+++ Texte à lire +++
2007-10-04
Iconographie de la SFCF (19)
Commençons par un rappel des livraisons précédentes : (1) l'iconographie de Surréal 3000; (2) l'iconographie du merveilleux pour les jeunes; (3) le motif de la soucoupe; (4) les couvertures de sf d'avant la constitution du milieu de la «SFQ»; (5) les aventures de Volpek; (6) les parutions SF en 1974; (7) les illustrations du roman Erres boréales de Florent Laurin; (8) les illustrations de la SFCF du XIXe siècle; (9) les couvertures de la série des aventures SF de l'agent IXE-13; (10) les couvertures de la micro-édition; (11) les couvertures des numéros 24; (12) les couvertures de fantasy; (13) une boule de feu historique; (14) une petite histoire de l'horreur en français au Canada; (15) l'instrumentalisation colonialiste de la modernité; (16) un roman fantastique pour jeunes de 1946; (17) le théâtre moderne de SFCF; et (18) la télé et la SFCF écrite.
Il y a cinquante ans, l'Union soviétique expédiait dans l'espace le premier satellite artificiel. Le lancement de Spoutnik était-il le premier envoi d'un objet de fabrication humaine dans l'espace? Non, car entre 1942 et 1956, de nombreux tests de fusées appartenant à la famille de la V-2 (A-4) des Nazis ont atteint l'espace (dont la limite est fixée à une altitude de 50 milles par les uns et de 100 km par les autres) en dépassant des altitudes de 300 à 500 km avant de retomber. On peut rapprocher ces vols des succès de SpaceShip One, qui ne se met pas en orbite même s'il atteint une altitude suffisante selon la définition officielle.
C'est pourquoi le lancement de Spoutnik le 4 octobre 1957 représentait une réelle performance technique. L'étape suivante aurait été atteinte le même mois, selon certains. Le 16 octobre 1957, une petite fusée Aerobee était lancée de White Sands par l'aviation des États-Unis; elle propulsait une ogive à 87 km d'altitude et cette ogive libérait, au moyen d'une explosion dirigée, des petites billes métalliques conçues pour strier la haute atmosphère comme des météorites. Le projet, conçu par l'astronome Fritz Zwicky dès la fin de la guerre, avait fait long feu en 1946, mais les observations réalisées en octobre 1957 suggèrent que des billes ont pu être propulsées dans l'espace avec une vitesse suffisante pour se satelliser. Toutefois, des semaines s'écouleraient avant que la nouvelle de cette expérience ne soit diffusée.
+++ Données disponibles +++
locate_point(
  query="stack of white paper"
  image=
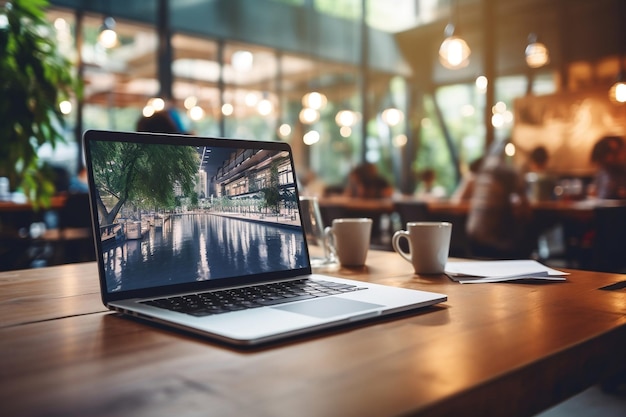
+++
**Consigne**
Répondez à ces questions sur le texte à lire :
(a) Quel était le sujet de la livraison numérotée (7) ?
(b) À quelle date Spoutnik a-t-il été lancé ?
(c) À quelle altitude la fusée Aerobee a-t-elle propulsé son ogive ?

**Réponse**
(a) Les illustrations du roman Erres boréales de Florent Laurin.
(b) Le 4 octobre 1957.
(c) À 87 km d'altitude.